_DATASET CONTENT_
□ □ □

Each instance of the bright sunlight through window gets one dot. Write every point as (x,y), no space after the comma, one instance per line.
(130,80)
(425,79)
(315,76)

□ □ □

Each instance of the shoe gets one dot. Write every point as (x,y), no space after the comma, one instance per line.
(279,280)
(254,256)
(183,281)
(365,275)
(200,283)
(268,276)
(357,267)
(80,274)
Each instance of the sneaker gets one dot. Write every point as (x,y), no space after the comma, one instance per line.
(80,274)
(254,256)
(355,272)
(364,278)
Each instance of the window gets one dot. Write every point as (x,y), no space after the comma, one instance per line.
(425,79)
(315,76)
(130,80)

□ □ □

Report each line of the data above that contains the word "gets", treating uppercase and lowercase letters as distinct.

_EXERCISE RESPONSE_
Each instance of the bright sunlight through window gets one dot. Write every point as (x,y), no space after the comma, one instance per line.
Each instance of the shoe gets one dot. Write every point as (x,y), no space after the comma, one instance per line.
Each instance of the sneaker gets one dot. Write every point as (x,y), no space after the comma, one instance per line.
Each instance of the window gets one dot. Write every point as (x,y), no space after the comma, one instance per line.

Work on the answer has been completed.